### TEKS BACAAN
# # #

Kebijakan di bidang Pendidikan untuk melakukan pembelajaran jarak jauh (PJJ) menjadi tindakan yang menarik perhatian banyak lapisan sosial masyarakat. Pasalnya, diketahui bahwa tanpa adanya wabah ini, Pendidikan di Indonesia masih belum memumpuni terlebih pada wilayah 3T (Terdepan, Terluar dan Tertinggal). Seluruh jenjang PTN/PTS, SMA/SMK/MA sederajat, SMP/MTS sederajat, SD/MI sederajat, TK/RA sederajat dan SLB sederajat melakukan pembelajaran daring (Rudi, dkk, 2021: 255). Dengan begitu, seluruh elemen yang terlibat dalam proses Pendidikan turut ambil andil untuk mencapai tujuan pembelajaran. Gejolak yang terjadi ini, dikarenakan tidak adanya persiapan dan pengajaran sebelumnya terkait pembelajaran daring, bahkan di wilayah perkotaan pun. Di awal penerapan pembelajaran jarak jauh, seringkali menerima keluhan dari masyarakat. Salah satunya kurangnya pemahaman atas penggunaan media pembelajaran daring, sebagai aplikasi yang baru untuk dicoba mayoritas masyarakat Indonesia, seperti zoom, google meeting, google classroom, dan sebagainya. Kendala lainnya didasari atas keterbatasan sarana dan prasarana yang dimiliki oleh keluarga peserta didik. Seperti yang diketahui, tidak semua keluarga mampu dan tidak semua daerah terjangkau sinyal yang baik untuk digunakan dalam mengakses aplikasi online tersebut. Kesulitan memahami materi, sebab minimnya interaksi yang terjalin antara peserta didik dan tenaga pendidik, sehingga keluhan yang dilontarkan tersebut menjadi dasar atas klaim ketidak efektifan pembelajaran jarak jauh. Menitikkan pada wilayah pedalaman yang minim akan keseluruhan terlebih yang bersinggungan dengan ekonomi keluarga, membuat tenaga pendidik harus memiliki banyak inovasi untuk memperlancar jalannya proses pembelajaran.

# # #

Terjemahkan kalimat "Kendala lainnya didasari atas keterbatasan sarana dan prasarana yang dimiliki oleh keluarga peserta didik." dari teks bacaan tentang pembelajaran jarak jauh ke dalam bahasa Inggris.

### DATA YANG DITAMPILKAN
# # #

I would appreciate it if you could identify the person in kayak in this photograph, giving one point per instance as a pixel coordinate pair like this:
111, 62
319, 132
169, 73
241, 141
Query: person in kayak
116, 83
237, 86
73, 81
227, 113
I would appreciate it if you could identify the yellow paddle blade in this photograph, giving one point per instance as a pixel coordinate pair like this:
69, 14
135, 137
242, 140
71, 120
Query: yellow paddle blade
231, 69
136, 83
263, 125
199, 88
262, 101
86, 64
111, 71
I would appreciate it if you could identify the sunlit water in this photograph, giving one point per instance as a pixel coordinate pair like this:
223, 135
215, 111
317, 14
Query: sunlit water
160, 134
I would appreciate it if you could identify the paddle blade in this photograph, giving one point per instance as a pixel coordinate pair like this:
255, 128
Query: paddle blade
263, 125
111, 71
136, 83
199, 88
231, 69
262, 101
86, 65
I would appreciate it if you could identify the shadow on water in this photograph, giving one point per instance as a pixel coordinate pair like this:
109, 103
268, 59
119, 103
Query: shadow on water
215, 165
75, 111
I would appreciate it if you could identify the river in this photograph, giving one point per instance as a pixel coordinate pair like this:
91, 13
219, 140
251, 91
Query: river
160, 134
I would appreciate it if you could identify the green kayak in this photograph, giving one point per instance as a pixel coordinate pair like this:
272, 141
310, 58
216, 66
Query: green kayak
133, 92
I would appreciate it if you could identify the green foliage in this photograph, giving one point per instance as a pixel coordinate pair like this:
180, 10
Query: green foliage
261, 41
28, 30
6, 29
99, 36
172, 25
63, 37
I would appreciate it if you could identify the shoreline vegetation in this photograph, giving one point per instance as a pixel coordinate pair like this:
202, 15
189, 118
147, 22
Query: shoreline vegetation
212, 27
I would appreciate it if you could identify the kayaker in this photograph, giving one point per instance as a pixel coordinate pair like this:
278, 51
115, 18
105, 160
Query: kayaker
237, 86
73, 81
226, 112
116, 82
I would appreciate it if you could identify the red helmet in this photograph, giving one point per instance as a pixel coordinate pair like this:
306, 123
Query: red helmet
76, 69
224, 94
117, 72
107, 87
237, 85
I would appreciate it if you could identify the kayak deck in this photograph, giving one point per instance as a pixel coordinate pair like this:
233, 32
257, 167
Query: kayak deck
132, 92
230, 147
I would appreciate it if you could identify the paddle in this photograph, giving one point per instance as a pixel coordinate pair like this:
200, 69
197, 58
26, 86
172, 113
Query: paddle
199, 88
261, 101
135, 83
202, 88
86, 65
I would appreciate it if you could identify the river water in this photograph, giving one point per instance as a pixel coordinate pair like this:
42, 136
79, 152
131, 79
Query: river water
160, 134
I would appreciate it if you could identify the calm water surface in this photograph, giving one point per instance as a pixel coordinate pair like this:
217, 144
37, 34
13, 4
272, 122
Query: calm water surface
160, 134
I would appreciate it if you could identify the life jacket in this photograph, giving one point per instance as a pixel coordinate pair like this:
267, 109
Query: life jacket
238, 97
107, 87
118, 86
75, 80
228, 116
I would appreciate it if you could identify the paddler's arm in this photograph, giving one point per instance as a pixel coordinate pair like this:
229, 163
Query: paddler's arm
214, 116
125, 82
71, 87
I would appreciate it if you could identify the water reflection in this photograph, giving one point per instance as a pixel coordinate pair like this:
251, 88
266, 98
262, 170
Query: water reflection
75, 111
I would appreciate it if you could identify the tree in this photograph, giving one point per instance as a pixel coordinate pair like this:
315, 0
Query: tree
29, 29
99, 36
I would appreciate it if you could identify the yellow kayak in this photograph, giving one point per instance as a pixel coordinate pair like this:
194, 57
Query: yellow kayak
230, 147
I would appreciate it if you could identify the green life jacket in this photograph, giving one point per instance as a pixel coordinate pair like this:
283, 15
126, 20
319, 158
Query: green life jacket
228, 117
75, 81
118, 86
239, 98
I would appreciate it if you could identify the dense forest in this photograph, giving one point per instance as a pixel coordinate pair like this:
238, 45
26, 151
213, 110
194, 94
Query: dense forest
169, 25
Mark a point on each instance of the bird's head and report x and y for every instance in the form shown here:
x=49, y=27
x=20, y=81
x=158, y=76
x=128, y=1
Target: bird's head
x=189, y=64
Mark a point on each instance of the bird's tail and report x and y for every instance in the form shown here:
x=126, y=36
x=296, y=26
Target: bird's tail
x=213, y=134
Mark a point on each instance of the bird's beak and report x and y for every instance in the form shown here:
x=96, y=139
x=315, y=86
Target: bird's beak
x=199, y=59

# # #

### PENYELESAIAN SOAL
Another obstacle stems from the limited facilities and infrastructure available to the students' families.